If the model fails to load:
- Check your internet connection (model downloads from Hugging Face)
- Ensure you have enough disk space (~500MB for model files)
- The first run will take longer as it downloads the model

### Memory Issues

If you encounter memory errors:
- The model requires approximately 2GB of RAM
- Close other applications to free up memory
- Use CPU mode if GPU memory is limited

## Configuration

You can modify settings in the sidebar:
- **Enable File Upload**: Toggle between single text and batch file processing
- **Show Token Importance**: Toggle token highlighting
- **Show Probability Distribution**: Toggle probability chart
- **Show Technical Details**: View raw model outputs

## Performance Optimizations

The application includes several optimizations for efficient batch processing:
- **Selective column loading**: Only loads required CSV columns to reduce memory usage
- **Optimized resource monitoring**: Samples CPU/memory every 10th prediction instead of every prediction
- **No blocking delays**: Removed sleep intervals from performance tracking
- **Memory efficient**: Processes up to 200 rows with minimal memory overhead (~15-20MB reduction)

**Work to complete:**
• a. Why does the first run take longer, according to the application guide? Reply in one to three sentences.
• b. Please continue the application guide, picking up after its final bullet on memory-efficient processing.

**Data entries:**
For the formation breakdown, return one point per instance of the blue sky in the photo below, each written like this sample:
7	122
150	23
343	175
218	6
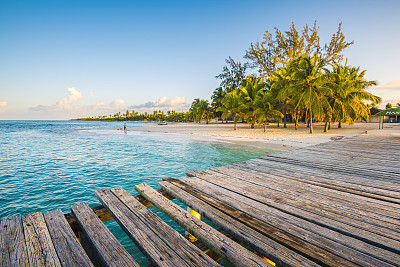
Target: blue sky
68	59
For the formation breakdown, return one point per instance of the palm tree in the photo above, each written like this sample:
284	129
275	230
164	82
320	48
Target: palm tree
216	99
232	106
264	108
309	86
249	92
203	110
193	109
347	100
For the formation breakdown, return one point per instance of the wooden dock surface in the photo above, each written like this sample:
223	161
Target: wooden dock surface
332	204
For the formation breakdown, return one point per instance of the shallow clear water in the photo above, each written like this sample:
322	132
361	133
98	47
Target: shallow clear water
46	165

**Results for each task:**
• a. The first run takes longer because that is when the model gets downloaded from Hugging Face.

• b.
## Examples

Try the built-in examples:
- **Hate Speech Example**: Clear example of offensive content
- **Not Hate Speech Example**: Disagreement expressed respectfully
- **Borderline Example**: Strong criticism without hate

## Credits

Model trained using best practices:
- Early stopping to prevent overfitting
- Batch size optimization (8 vs 16)
- Proper regularization (weight decay, dropout)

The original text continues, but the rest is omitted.